• [Given passage]
►
Monday, July 4, 2016

Flume Client interaction with Source , Load balancing and failover mechanisms with flume



Flume Client interaction with Source , Load balancing and failover mechanisms with flume

Flume has a fully plugin-based architecture.

--The client(NettyAvroRpcClient and ThriftRpcClient) operates at the point of origin of events and delivers them to a Flume agent. Clients typically operate in the process space of the application they are consuming data from.
--The client needs to create this object with the host and port of origin, and can then use the RpcClient to send to the flume agent
--The Flume Client SDK is a library that enables applications to connect to Flume and send data into Flume’s data flow over RPC.
--Flume currently supports Avro, log4j, syslog, and Http POST (with a JSON body) as ways to transfer data from a external source. Additionally, there’s an ExecSource that can consume the output of a local process as input to Flume.
--As of Flume 1.4.0, Avro is the default RPC protocol.
Steps from client SDK API to flume agent to set source, sink and channel.
1)In the user data-generating application using Client SDK api generate a class where it starts executing from driver class public static void main(String[] args). Write the logic where you are initializing the client with current hostname and port no to operate/listen and from where we transfer  from local process and collect at flume source agent in providing  some properties in flume.conf file.
some important classes to rememeber are
RpcClient and RpcClientFactory ,Event,EventBuilder to set client properties like client.type,hosts and portno
2)set the flume agent source type to avro(and thrift if using thrift client)
 and bind the port to exactly to the port you initialized with client and hostname in step 1.
◄
• [Photo object pointing records]
►
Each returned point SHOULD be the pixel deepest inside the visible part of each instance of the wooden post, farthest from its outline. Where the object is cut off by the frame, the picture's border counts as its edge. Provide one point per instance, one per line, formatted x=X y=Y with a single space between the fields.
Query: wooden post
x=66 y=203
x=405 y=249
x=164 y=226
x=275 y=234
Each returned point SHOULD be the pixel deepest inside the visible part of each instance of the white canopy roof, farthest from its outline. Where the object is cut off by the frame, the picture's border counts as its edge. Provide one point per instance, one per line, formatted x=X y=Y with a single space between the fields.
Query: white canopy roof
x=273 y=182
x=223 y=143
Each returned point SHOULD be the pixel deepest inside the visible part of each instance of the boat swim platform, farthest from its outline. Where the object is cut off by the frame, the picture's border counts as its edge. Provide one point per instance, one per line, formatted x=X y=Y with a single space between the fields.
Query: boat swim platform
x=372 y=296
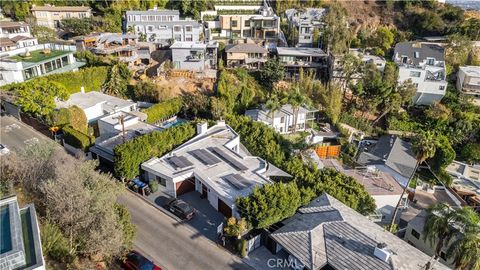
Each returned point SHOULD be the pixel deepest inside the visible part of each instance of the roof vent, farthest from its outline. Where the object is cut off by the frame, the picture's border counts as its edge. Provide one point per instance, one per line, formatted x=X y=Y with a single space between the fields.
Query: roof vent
x=382 y=252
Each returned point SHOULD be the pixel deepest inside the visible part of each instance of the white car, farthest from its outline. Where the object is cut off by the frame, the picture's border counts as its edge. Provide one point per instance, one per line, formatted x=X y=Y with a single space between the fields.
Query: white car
x=3 y=150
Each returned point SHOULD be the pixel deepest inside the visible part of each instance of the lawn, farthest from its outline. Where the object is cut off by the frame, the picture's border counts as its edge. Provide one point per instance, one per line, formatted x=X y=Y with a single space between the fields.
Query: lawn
x=38 y=56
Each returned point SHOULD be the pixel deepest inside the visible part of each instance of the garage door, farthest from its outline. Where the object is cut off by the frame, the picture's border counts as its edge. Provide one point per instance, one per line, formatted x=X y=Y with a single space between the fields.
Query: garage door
x=224 y=208
x=185 y=186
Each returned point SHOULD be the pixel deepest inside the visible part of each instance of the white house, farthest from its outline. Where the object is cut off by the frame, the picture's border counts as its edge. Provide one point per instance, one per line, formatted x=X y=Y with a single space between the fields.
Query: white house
x=468 y=82
x=97 y=105
x=25 y=63
x=14 y=35
x=20 y=241
x=424 y=65
x=211 y=163
x=283 y=120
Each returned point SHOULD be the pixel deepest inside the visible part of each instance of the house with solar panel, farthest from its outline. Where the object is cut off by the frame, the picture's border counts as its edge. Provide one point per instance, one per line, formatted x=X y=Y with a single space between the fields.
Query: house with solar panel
x=213 y=163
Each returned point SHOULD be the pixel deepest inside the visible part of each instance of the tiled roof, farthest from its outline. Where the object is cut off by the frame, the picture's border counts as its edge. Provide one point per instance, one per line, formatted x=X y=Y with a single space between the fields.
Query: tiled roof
x=328 y=232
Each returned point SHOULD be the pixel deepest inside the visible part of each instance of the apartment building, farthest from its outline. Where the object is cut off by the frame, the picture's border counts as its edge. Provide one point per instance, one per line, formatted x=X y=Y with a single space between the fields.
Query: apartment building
x=308 y=59
x=39 y=60
x=261 y=25
x=248 y=55
x=14 y=35
x=305 y=21
x=162 y=27
x=468 y=82
x=424 y=65
x=52 y=16
x=194 y=56
x=283 y=120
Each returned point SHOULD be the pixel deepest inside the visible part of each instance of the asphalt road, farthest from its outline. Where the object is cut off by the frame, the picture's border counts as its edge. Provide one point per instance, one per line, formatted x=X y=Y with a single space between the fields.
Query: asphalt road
x=172 y=245
x=15 y=135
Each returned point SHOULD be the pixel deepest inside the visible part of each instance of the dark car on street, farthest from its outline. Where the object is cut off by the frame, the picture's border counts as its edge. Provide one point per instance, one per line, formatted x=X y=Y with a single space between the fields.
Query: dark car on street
x=180 y=208
x=135 y=261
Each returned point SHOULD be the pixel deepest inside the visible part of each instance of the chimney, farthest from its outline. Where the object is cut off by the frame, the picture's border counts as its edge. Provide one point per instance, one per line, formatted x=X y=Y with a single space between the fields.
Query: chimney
x=382 y=252
x=202 y=128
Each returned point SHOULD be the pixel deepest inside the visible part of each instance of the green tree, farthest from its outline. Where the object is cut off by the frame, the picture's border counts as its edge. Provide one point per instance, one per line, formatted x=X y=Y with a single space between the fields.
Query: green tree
x=37 y=97
x=270 y=204
x=272 y=72
x=44 y=34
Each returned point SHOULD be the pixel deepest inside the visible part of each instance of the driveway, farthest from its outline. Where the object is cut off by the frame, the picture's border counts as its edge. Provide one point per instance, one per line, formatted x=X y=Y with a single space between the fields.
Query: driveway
x=171 y=244
x=206 y=219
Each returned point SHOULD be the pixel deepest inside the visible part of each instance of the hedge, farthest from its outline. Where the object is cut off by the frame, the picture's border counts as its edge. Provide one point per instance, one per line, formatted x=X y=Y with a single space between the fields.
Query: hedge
x=77 y=139
x=91 y=78
x=163 y=110
x=131 y=154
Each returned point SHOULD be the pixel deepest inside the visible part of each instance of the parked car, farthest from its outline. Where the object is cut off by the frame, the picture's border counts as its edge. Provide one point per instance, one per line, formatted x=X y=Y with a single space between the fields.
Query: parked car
x=3 y=150
x=135 y=261
x=180 y=208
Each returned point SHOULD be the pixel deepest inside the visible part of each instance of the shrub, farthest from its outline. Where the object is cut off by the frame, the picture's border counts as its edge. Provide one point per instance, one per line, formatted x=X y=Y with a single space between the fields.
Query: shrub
x=77 y=139
x=163 y=110
x=130 y=155
x=153 y=185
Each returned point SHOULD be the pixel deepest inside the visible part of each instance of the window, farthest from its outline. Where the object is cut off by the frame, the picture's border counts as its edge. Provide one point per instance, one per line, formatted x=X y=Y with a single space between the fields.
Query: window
x=415 y=74
x=415 y=234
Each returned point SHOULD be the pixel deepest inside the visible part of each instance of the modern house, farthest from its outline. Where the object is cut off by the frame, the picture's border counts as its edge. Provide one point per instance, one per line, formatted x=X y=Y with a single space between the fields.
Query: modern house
x=124 y=46
x=194 y=56
x=214 y=164
x=14 y=35
x=307 y=59
x=117 y=128
x=39 y=60
x=383 y=188
x=248 y=55
x=391 y=155
x=283 y=120
x=424 y=65
x=326 y=234
x=52 y=16
x=20 y=242
x=468 y=82
x=305 y=21
x=97 y=105
x=412 y=220
x=466 y=182
x=260 y=25
x=162 y=27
◄
• [Job A] Can you reproduce, word for word, the part of the Flume post that begins at the words "--As of Flume" and stops after "hostname in step 1."?
• [Job B] Which lines in the records contain the string "white"? Locate them all and copy each one out in full.

• [Answer A]
--As of Flume 1.4.0, Avro is the default RPC protocol.
Steps from client SDK API to flume agent to set source, sink and channel.
1)In the user data-generating application using Client SDK api generate a class where it starts executing from driver class public static void main(String[] args). Write the logic where you are initializing the client with current hostname and port no to operate/listen and from where we transfer  from local process and collect at flume source agent in providing  some properties in flume.conf file.
some important classes to rememeber are
RpcClient and RpcClientFactory ,Event,EventBuilder to set client properties like client.type,hosts and portno
2)set the flume agent source type to avro(and thrift if using thrift client)
 and bind the port to exactly to the port you initialized with client and hostname in step 1.

• [Answer B]
Each returned point SHOULD be the pixel deepest inside the visible part of each instance of the white canopy roof, farthest from its outline. Where the object is cut off by the frame, the picture's border counts as its edge. Provide one point per instance, one per line, formatted x=X y=Y with a single space between the fields.
Query: white canopy roof
Each returned point SHOULD be the pixel deepest inside the visible part of each instance of the white car, farthest from its outline. Where the object is cut off by the frame, the picture's border counts as its edge. Provide one point per instance, one per line, formatted x=X y=Y with a single space between the fields.
Query: white car
Each returned point SHOULD be the pixel deepest inside the visible part of each instance of the white house, farthest from its outline. Where the object is cut off by the frame, the picture's border counts as its edge. Provide one point per instance, one per line, formatted x=X y=Y with a single space between the fields.
Query: white house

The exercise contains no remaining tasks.